▶ STATED TASK:
Reproduce everything from the line containing "Put a point on every instance of the boot" down to the end of the listing below, requests included. Multiply each x and y coordinate in the answers by 1.45 and round to whole numbers (halves up), leaving the requests and their format samples unchanged.

▶ PROVIDED RECORDS:
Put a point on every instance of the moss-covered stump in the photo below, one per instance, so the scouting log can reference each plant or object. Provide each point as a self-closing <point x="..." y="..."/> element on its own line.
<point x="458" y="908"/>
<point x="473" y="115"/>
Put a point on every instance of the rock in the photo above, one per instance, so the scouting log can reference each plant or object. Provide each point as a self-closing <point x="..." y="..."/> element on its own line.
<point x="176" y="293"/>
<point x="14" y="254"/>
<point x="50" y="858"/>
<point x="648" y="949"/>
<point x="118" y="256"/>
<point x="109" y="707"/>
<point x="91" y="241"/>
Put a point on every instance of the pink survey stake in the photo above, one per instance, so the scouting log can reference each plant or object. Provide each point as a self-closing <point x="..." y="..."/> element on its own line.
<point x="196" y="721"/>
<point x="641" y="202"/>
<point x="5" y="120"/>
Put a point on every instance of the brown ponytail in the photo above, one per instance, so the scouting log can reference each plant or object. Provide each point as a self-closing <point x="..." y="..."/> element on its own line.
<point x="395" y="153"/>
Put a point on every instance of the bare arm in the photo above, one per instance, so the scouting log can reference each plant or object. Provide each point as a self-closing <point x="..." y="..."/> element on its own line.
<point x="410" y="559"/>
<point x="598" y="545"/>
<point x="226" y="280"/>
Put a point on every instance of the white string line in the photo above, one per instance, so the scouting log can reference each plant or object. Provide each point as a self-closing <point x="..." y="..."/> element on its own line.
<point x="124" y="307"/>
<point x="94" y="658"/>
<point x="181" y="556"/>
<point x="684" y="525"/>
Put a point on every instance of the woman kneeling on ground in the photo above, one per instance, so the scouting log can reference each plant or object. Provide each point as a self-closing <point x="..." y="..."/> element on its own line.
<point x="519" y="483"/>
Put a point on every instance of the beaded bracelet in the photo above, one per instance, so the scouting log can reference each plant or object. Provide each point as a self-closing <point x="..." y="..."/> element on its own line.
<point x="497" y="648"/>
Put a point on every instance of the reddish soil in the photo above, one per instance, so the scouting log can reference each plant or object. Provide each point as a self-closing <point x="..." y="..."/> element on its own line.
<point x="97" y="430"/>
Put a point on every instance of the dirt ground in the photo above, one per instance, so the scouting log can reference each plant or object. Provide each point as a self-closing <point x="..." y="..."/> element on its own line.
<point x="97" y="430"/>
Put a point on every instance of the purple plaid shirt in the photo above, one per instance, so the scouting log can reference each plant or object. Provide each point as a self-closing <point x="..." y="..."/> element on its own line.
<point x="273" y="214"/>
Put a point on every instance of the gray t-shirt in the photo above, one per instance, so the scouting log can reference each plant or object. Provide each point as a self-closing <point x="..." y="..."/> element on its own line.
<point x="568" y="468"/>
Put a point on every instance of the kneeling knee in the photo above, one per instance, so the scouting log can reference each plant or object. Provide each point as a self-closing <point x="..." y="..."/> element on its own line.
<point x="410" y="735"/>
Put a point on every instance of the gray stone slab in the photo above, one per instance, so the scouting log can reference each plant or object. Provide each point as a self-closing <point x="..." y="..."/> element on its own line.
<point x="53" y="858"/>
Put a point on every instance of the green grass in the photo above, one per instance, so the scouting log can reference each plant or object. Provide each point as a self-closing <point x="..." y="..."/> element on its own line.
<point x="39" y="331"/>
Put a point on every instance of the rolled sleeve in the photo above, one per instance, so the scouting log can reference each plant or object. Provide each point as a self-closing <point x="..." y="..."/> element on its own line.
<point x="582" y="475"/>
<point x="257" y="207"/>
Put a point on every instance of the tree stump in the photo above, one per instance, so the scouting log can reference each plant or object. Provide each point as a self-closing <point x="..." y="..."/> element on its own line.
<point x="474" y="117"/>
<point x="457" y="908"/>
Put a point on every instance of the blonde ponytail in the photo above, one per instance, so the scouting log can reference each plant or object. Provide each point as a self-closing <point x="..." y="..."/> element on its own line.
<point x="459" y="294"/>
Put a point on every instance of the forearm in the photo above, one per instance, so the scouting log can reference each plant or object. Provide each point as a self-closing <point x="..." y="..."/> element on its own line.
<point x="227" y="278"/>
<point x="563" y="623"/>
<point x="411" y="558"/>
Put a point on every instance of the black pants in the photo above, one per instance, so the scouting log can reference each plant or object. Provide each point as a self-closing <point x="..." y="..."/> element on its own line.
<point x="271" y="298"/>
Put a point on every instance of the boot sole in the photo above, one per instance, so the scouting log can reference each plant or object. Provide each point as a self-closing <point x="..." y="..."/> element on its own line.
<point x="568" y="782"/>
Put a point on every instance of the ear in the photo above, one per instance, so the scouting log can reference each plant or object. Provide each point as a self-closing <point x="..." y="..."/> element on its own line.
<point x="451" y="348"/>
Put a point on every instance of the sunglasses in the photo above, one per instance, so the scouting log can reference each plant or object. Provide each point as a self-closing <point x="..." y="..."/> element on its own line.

▶ SOLUTION BELOW:
Put a point on every instance of the boot sole in the photo above, one per instance, so the scouting log can reference each plant or object. Provide each point as a self-closing <point x="..." y="..."/> element on its own line.
<point x="824" y="1134"/>
Put a point on every instance of the ear in the photo above, one per instance, so the scouting log can reference each plant or object. Provide each point as a self-closing <point x="..." y="..."/> element on its own line.
<point x="654" y="505"/>
Put a point on every instance of the sunglasses in the photo above, one per instance, so the scouting log can reference each plant or object. Provide each point as a self-closing <point x="..." y="..."/> element on its own line.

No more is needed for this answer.